**DATA SHOWN**
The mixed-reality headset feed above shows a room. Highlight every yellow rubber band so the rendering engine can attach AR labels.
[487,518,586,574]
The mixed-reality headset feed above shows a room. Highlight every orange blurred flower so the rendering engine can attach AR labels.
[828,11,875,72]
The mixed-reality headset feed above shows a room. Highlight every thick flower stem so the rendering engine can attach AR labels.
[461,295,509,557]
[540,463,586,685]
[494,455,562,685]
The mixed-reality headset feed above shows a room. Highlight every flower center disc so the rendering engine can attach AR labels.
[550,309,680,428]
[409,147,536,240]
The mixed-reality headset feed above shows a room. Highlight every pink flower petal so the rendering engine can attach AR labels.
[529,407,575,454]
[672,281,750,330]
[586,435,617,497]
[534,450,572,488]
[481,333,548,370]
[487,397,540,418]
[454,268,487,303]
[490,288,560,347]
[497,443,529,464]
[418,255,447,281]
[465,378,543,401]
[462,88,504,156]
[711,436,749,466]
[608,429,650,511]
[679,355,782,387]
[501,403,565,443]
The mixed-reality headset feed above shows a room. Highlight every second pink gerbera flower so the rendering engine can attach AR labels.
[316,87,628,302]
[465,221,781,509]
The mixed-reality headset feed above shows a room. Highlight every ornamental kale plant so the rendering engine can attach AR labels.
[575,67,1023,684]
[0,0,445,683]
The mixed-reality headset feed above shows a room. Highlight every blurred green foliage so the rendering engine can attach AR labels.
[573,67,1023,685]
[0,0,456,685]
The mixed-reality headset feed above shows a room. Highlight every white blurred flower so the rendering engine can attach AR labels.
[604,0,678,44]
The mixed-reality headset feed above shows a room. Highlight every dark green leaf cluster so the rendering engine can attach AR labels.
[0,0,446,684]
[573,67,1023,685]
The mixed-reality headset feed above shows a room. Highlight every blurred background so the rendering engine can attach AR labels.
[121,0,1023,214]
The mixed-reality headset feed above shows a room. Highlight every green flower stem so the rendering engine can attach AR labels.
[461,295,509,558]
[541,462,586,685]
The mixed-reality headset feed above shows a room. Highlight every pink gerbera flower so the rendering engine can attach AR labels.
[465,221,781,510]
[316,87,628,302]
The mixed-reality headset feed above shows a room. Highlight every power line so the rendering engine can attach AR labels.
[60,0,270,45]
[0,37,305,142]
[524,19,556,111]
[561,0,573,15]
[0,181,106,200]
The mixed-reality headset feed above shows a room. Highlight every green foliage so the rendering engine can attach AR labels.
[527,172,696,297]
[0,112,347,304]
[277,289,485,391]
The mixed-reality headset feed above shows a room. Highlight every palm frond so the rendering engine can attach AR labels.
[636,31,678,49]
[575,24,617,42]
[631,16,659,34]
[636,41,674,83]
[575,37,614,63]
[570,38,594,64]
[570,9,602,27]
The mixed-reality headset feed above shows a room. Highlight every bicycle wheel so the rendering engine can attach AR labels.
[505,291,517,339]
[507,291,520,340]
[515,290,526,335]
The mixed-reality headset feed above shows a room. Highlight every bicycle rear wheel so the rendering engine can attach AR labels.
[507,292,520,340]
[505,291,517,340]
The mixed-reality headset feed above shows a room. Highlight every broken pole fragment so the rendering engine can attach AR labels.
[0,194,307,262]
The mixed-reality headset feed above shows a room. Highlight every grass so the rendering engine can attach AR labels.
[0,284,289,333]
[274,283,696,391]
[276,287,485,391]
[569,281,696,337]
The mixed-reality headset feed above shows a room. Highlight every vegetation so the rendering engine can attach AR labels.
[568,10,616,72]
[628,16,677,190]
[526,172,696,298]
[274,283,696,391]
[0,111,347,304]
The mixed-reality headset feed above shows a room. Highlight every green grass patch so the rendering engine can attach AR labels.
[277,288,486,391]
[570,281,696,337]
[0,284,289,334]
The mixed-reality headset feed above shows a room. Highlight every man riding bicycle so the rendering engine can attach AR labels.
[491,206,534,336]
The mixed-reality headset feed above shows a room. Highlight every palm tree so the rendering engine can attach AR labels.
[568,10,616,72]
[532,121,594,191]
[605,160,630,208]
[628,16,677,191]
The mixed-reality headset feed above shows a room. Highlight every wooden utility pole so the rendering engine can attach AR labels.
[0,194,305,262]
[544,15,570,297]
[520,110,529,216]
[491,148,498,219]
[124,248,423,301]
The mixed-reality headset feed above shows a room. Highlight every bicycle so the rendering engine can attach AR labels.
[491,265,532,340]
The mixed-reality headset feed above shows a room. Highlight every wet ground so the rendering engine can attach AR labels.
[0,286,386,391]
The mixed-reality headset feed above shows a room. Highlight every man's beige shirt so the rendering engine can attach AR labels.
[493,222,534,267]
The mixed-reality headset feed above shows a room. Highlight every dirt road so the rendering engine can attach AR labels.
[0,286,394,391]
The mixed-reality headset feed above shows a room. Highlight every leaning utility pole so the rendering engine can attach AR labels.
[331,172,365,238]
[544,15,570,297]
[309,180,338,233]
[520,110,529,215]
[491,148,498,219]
---
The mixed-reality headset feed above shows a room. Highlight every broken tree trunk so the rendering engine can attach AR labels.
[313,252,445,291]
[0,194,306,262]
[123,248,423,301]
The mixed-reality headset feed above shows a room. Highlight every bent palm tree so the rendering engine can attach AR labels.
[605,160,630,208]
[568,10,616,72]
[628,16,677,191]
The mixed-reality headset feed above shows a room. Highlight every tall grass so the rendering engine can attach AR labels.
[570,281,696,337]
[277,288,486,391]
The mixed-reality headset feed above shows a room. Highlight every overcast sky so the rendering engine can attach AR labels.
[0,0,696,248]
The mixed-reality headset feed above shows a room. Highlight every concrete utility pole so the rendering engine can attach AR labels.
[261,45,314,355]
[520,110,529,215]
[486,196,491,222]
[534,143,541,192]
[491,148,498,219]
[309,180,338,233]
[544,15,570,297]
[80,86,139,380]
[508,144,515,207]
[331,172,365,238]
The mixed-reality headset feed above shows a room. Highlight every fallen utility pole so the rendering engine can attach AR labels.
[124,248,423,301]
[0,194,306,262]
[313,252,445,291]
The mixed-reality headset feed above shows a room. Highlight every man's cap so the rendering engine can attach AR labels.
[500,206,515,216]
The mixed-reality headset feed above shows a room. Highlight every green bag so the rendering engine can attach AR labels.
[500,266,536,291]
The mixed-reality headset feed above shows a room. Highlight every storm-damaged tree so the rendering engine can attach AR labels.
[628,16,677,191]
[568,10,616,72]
...
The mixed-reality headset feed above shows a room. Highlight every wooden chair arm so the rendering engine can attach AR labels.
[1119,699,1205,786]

**WHAT YOU SHOULD DO**
Quote the lines from the one containing "Highlight every yellow" through the one containing "[487,518,586,574]", including both, with no changes.

**RESULT OF THIS EXERCISE**
The mixed-reality headset feed above shows a room. Highlight every yellow rubber band so the rendering engine can attach AR labels.
[487,518,586,574]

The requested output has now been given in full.